Exercise instructions
Word for word, repeat every entry that appears below.

Entries shown
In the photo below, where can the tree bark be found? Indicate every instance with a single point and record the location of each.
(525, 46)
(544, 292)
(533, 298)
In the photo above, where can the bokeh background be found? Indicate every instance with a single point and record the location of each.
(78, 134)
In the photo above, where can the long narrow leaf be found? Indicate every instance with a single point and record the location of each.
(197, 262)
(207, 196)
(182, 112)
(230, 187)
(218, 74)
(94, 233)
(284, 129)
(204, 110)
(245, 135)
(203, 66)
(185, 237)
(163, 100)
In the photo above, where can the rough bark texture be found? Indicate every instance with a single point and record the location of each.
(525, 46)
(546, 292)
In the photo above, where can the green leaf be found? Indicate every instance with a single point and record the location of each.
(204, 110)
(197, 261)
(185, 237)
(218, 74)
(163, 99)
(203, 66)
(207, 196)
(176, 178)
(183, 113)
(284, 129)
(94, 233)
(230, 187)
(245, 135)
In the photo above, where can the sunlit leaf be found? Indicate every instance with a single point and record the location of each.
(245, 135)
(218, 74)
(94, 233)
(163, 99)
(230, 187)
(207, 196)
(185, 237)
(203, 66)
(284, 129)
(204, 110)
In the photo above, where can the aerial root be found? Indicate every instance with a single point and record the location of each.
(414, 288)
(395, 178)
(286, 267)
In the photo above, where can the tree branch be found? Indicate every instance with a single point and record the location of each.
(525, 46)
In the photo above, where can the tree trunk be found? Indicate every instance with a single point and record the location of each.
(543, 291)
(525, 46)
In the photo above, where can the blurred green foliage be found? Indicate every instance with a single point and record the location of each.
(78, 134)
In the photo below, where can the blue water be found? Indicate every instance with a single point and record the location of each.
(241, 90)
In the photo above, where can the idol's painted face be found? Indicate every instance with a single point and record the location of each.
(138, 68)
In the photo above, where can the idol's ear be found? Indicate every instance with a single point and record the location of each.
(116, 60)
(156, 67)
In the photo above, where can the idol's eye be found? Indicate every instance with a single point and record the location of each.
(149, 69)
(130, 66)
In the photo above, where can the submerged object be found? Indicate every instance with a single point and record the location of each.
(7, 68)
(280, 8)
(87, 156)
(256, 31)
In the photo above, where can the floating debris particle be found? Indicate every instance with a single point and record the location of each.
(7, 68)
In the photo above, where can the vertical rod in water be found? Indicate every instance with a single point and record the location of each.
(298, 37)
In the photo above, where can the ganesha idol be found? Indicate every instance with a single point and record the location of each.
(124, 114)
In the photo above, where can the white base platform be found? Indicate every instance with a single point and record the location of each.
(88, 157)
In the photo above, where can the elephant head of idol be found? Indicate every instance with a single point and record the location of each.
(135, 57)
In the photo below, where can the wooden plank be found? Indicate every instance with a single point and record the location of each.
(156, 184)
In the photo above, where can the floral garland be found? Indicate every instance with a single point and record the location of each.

Task result
In the photo below, where can the tree bark be found? Indicate every instance with a single point and record the location of each.
(525, 46)
(544, 292)
(533, 298)
In the photo above, where can the bokeh background be found? Indicate every instance with a single point and record the location of each.
(78, 134)
In the photo above, where can the long narrow leaf be found? Indicate every instance with a single point and record the location of each.
(197, 262)
(207, 196)
(182, 112)
(230, 187)
(218, 74)
(94, 233)
(284, 129)
(204, 110)
(245, 135)
(203, 66)
(185, 237)
(163, 100)
In the photo above, where can the rough bark texture be found? Indicate every instance with a single point and record the location of each.
(525, 46)
(546, 292)
In the photo above, where can the green leaf be found? Indicate every instance with a single point and record the location of each.
(204, 110)
(197, 261)
(185, 237)
(218, 74)
(163, 99)
(203, 66)
(207, 196)
(176, 178)
(183, 113)
(284, 129)
(94, 233)
(230, 187)
(245, 135)
In the photo above, where can the sunlit leaf be found? Indicate every instance with a single point and record the location of each.
(245, 135)
(218, 74)
(94, 233)
(163, 99)
(230, 187)
(207, 196)
(185, 237)
(203, 66)
(284, 129)
(204, 110)
In the photo above, where can the aerial root be found? Indicate every instance with a single point and record the location of each.
(414, 288)
(395, 178)
(286, 267)
In the photo above, where can the tree branch be found? Indicate every instance with a single point and record the location of each.
(525, 46)
In the photo above, where can the tree trunk be found? Indicate every instance with a single point and record the location of each.
(543, 291)
(525, 46)
In the photo above, where can the blurred green foliage be found? Indicate every instance with a single point and record the location of each.
(78, 134)
In the photo below, where can the blue water be found? Indicate every instance with a single point and record the location of each.
(241, 90)
In the photo above, where can the idol's painted face be found? Indicate every instance with a single point and record the location of each.
(138, 68)
In the photo above, where can the idol's ear be found? Indicate every instance with a single point and record the location of each.
(116, 60)
(156, 67)
In the photo above, where can the idol's eye be found? Indicate every instance with a single point and record the location of each.
(149, 69)
(130, 66)
In the photo above, where can the submerged object be found? Indicate every instance with a single point and record the location of each.
(7, 68)
(280, 8)
(87, 156)
(256, 31)
In the photo above, where can the floating debris particle be found? Indicate every instance with a single point and record the location of each.
(7, 68)
In the photo above, where can the vertical rod in water be found? Indicate every instance with a single point and record the location of each.
(298, 37)
In the photo above, where can the ganesha idol be found? Indicate every instance with a single point and record the location of each.
(124, 114)
In the photo above, where can the white base platform be found? Indicate every instance with a single point and record the location of each.
(88, 157)
In the photo above, where can the elephant head of idol be found? Indicate every instance with a single point and record the location of each.
(135, 57)
In the photo below, where can the wooden plank be found? Indicate every instance with a single point and record the location of each.
(156, 184)
In the photo above, where can the floral garland be found? Indicate every instance with a single point and record the location of each.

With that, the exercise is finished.